Locate each line in the items below that contains the word "dark" and copy those lines.

* [Dataset records]:
------------------------------------

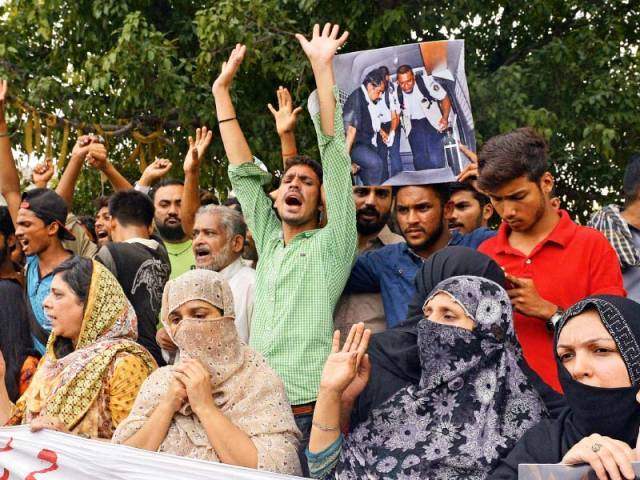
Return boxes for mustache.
[402,227,427,233]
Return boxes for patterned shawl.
[588,204,640,271]
[336,276,545,479]
[113,270,300,474]
[11,261,157,430]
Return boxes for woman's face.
[423,292,475,330]
[556,310,631,388]
[42,273,84,344]
[168,300,222,336]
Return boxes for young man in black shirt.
[96,190,171,365]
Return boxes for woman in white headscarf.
[113,270,300,474]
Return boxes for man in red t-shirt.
[470,128,625,391]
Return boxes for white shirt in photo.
[376,87,400,123]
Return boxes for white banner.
[0,425,300,480]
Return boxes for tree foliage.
[0,0,640,220]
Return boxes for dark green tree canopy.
[0,0,640,220]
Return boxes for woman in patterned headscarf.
[113,270,300,474]
[0,257,156,439]
[307,276,544,479]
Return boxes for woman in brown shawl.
[113,270,300,474]
[0,257,156,439]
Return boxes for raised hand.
[296,23,349,67]
[184,127,213,174]
[211,43,247,96]
[560,433,636,480]
[71,135,94,160]
[320,323,371,395]
[85,142,108,171]
[139,158,172,187]
[161,374,188,413]
[0,78,9,123]
[267,87,302,136]
[31,158,53,188]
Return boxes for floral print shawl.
[9,261,157,430]
[335,276,545,479]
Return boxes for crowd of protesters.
[0,24,640,479]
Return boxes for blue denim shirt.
[345,227,496,328]
[27,255,53,355]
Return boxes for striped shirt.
[229,93,358,405]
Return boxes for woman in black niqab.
[489,295,640,480]
[351,247,564,427]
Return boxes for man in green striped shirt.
[212,24,357,454]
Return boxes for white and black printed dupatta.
[336,276,546,479]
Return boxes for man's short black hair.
[396,65,413,75]
[622,153,640,204]
[362,68,384,87]
[149,177,184,200]
[0,206,16,240]
[109,190,154,227]
[478,127,548,192]
[282,155,322,184]
[393,183,451,208]
[449,182,490,208]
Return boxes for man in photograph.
[376,65,402,177]
[342,68,389,185]
[397,65,451,170]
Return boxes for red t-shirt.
[478,210,626,392]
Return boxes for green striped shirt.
[229,93,358,405]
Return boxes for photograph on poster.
[334,40,476,185]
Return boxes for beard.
[356,207,390,235]
[409,218,445,252]
[156,218,185,242]
[198,245,231,272]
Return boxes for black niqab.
[489,295,640,480]
[351,247,505,425]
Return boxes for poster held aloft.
[309,40,476,185]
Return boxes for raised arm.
[296,23,349,136]
[181,127,213,238]
[211,44,253,165]
[137,158,172,188]
[267,87,302,166]
[0,79,20,223]
[309,323,371,454]
[87,150,133,191]
[56,135,94,207]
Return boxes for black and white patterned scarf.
[336,276,546,479]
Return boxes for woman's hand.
[211,43,247,96]
[160,374,187,413]
[320,323,371,398]
[560,433,636,480]
[174,359,216,416]
[29,415,71,433]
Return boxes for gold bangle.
[311,421,340,432]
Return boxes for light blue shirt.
[27,255,53,355]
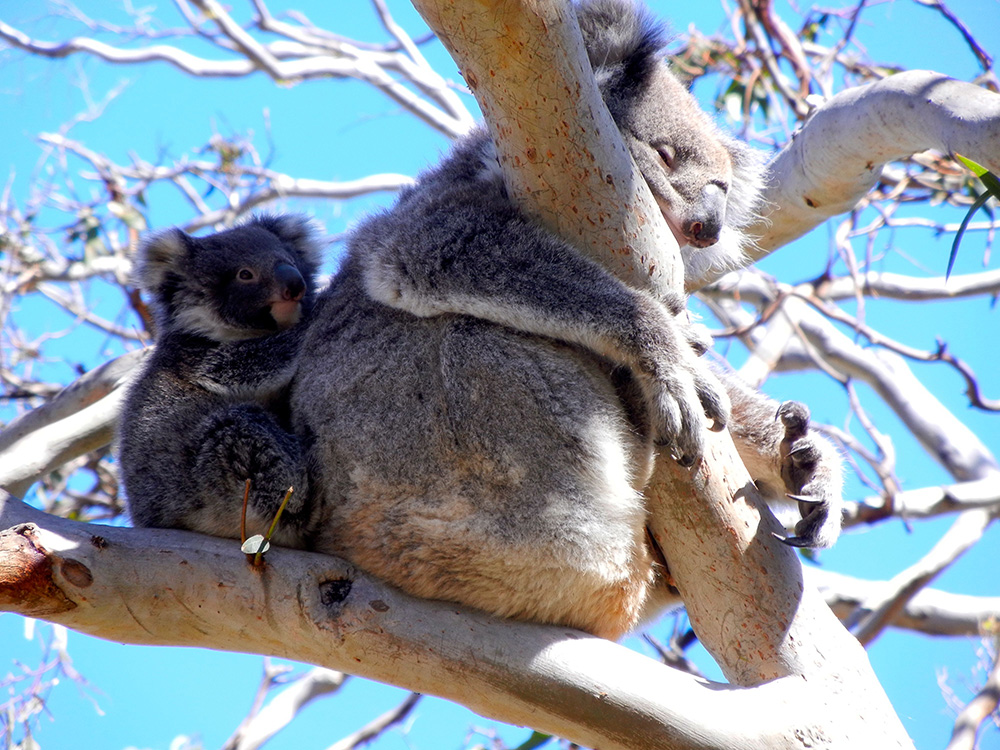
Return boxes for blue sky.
[0,0,1000,750]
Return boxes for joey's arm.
[176,326,304,397]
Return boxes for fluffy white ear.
[132,228,188,296]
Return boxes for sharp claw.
[785,492,825,505]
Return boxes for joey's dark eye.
[656,143,677,169]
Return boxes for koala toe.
[775,401,809,440]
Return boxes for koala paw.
[647,352,730,466]
[777,401,843,547]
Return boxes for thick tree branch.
[0,492,857,750]
[806,566,1000,638]
[751,70,1000,274]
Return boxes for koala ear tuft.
[244,214,322,278]
[132,228,190,296]
[576,0,667,93]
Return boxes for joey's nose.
[681,184,726,247]
[274,263,306,302]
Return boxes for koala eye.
[656,143,677,169]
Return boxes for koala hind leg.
[777,401,841,547]
[718,371,843,547]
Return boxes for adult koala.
[292,0,840,638]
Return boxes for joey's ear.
[243,214,321,279]
[132,228,191,296]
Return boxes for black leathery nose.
[274,263,306,300]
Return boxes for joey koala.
[291,0,840,638]
[118,216,319,547]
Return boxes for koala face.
[578,0,762,279]
[622,66,733,248]
[616,64,760,277]
[137,216,317,341]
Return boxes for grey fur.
[291,0,839,637]
[119,216,318,546]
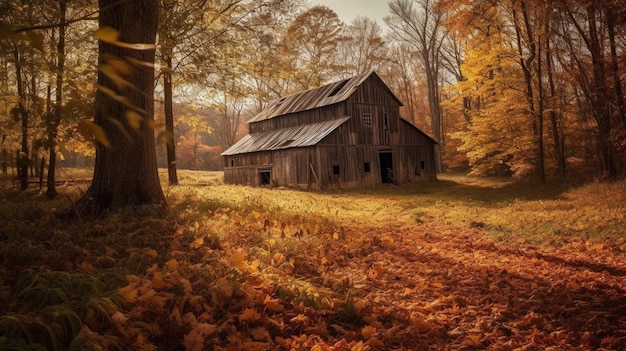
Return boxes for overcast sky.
[311,0,389,27]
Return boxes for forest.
[0,0,626,350]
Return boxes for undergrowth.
[0,172,626,350]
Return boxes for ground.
[0,172,626,350]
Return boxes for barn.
[222,71,438,190]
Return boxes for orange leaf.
[238,308,261,322]
[361,325,377,340]
[263,295,285,312]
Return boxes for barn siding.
[224,74,436,190]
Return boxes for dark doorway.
[259,169,272,186]
[378,151,395,183]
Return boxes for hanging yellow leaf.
[78,121,111,149]
[98,64,132,89]
[126,111,143,130]
[103,54,132,76]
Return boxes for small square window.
[363,113,372,127]
[333,165,339,175]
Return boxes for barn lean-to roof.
[248,71,402,123]
[222,117,350,156]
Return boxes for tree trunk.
[513,1,546,183]
[13,47,28,190]
[544,11,566,178]
[79,0,165,215]
[606,9,626,127]
[163,52,178,185]
[46,0,67,198]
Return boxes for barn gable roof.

------------------------------------

* [Exercise solution]:
Return boxes for dark green tree canopy.
Return boxes for joey's dark eye.
Return boxes for dark doorway.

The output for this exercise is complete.